_What you will do:_ Set out each of the lines below as a row of a Markdown table with two columns, "Row" for its number and "Line" for its text. Leave out any blank lines.

:: Listed records

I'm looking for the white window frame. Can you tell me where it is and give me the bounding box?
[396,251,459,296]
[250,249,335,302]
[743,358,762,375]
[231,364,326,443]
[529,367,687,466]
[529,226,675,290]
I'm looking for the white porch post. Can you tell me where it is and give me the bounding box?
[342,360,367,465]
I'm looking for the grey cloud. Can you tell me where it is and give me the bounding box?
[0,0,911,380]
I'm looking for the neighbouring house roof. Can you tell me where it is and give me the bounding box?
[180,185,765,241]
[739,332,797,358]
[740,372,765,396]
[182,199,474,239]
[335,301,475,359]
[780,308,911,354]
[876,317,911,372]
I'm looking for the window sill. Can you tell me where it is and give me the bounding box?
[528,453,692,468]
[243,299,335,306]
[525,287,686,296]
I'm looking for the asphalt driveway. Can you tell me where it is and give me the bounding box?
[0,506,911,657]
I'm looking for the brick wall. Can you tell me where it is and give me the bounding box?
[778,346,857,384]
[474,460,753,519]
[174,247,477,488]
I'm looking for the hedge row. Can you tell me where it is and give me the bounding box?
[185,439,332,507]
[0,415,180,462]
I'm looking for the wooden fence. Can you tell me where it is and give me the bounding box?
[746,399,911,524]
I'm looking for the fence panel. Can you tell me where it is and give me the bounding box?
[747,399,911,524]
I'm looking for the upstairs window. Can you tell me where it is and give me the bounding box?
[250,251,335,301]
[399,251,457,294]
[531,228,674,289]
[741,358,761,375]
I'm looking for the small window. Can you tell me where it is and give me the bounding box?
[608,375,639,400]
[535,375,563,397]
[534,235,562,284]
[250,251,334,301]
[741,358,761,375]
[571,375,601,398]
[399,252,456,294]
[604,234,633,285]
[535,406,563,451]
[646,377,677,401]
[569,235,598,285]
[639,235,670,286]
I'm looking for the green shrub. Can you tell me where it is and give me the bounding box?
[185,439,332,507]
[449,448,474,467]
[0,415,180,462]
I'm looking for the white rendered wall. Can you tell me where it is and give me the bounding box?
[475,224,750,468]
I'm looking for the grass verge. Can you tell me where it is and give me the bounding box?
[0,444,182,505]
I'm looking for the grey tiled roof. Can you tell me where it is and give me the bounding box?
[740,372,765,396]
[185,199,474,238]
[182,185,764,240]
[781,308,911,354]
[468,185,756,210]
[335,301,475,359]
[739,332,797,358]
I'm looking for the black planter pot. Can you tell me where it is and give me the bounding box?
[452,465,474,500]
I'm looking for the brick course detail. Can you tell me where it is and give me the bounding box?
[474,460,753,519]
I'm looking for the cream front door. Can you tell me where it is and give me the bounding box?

::::

_Reply to the exercise:_
| Row | Line |
|---|---|
| 1 | I'm looking for the white window frame. Can you tell me where it is and give me the bounding box? |
| 2 | [396,251,459,296] |
| 3 | [250,249,335,302] |
| 4 | [743,358,762,375] |
| 5 | [231,364,326,443] |
| 6 | [529,367,687,466] |
| 7 | [529,226,675,290] |
| 8 | I'm looking for the white porch post. Can you tell me where it is and give me the bounding box? |
| 9 | [342,360,367,465] |
| 10 | I'm looking for the grey cloud. Can you tell me where it is and give me the bounding box? |
| 11 | [0,0,911,380] |
| 12 | I'm looking for the neighbouring house roof. Can you tell me where it is and give me the bounding box? |
| 13 | [180,185,765,241] |
| 14 | [739,332,797,358] |
| 15 | [740,372,765,396] |
| 16 | [182,199,474,239] |
| 17 | [335,301,475,359] |
| 18 | [780,308,911,354] |
| 19 | [876,317,911,372] |
| 20 | I'm looking for the window sill. Can you tell me where it is and give me the bounding box? |
| 21 | [528,453,692,468] |
| 22 | [243,299,335,306] |
| 23 | [525,287,686,296] |
| 24 | I'm looking for the asphalt driveway. Can you tell me where it is and give me the bounding box? |
| 25 | [0,506,911,657] |
| 26 | I'm looking for the brick wall. Can you tell me where it is and give me the bounding box? |
| 27 | [778,346,857,384] |
| 28 | [474,460,753,519] |
| 29 | [174,247,477,488] |
| 30 | I'm looking for the hedge row. Can you tell me where it is and give me the bounding box? |
| 31 | [185,439,332,507] |
| 32 | [0,415,180,462] |
| 33 | I'm looking for the wooden fence. Can you tell me where it is and give me the bounding box? |
| 34 | [746,399,911,524] |
| 35 | I'm looking for the fence panel. Can you tell me where it is and give me the bounding box? |
| 36 | [747,399,911,524] |
| 37 | I'm looking for the upstairs window. Can you tell me where it is and give me the bounding box? |
| 38 | [250,251,335,301] |
| 39 | [399,251,457,294] |
| 40 | [531,228,674,289] |
| 41 | [741,358,761,375] |
| 42 | I'm looking for the small window. Can you tell me where it is and give me the bounding box? |
| 43 | [608,375,639,400] |
| 44 | [535,375,563,397] |
| 45 | [534,235,562,284] |
| 46 | [250,251,334,301] |
| 47 | [741,358,761,375] |
| 48 | [571,375,601,398] |
| 49 | [399,252,456,294] |
| 50 | [604,234,633,285] |
| 51 | [535,406,563,451] |
| 52 | [646,377,677,401] |
| 53 | [569,235,598,285] |
| 54 | [639,235,670,286] |
| 55 | I'm looking for the green shrub. Can you tell me where it is and give me the bounding box? |
| 56 | [185,439,332,507] |
| 57 | [449,448,474,467] |
| 58 | [0,415,180,462] |
| 59 | I'm looking for the white rendered wall. Can you tell me where it is and give me the bounding box? |
| 60 | [475,224,750,468] |
| 61 | I'm looking for the grass verge. Can you tell me where it is and give me the bounding box? |
| 62 | [0,444,182,505] |
| 63 | I'm looking for the grey tiled roof. Can you tell me where it is and give me the bounding box? |
| 64 | [740,372,765,396] |
| 65 | [185,199,474,238] |
| 66 | [182,185,764,240] |
| 67 | [781,308,911,354] |
| 68 | [468,185,756,210] |
| 69 | [335,301,475,359] |
| 70 | [739,332,797,358] |
| 71 | I'm looking for the black planter pot. Can you tell me where it is and give me the bounding box? |
| 72 | [452,465,474,500] |
| 73 | I'm looking for the brick course detail. Can you tell me where it is and give me the bounding box? |
| 74 | [474,460,753,519] |
| 75 | I'm looking for the cream front door. Can you tell me where it is and give me the bounding box? |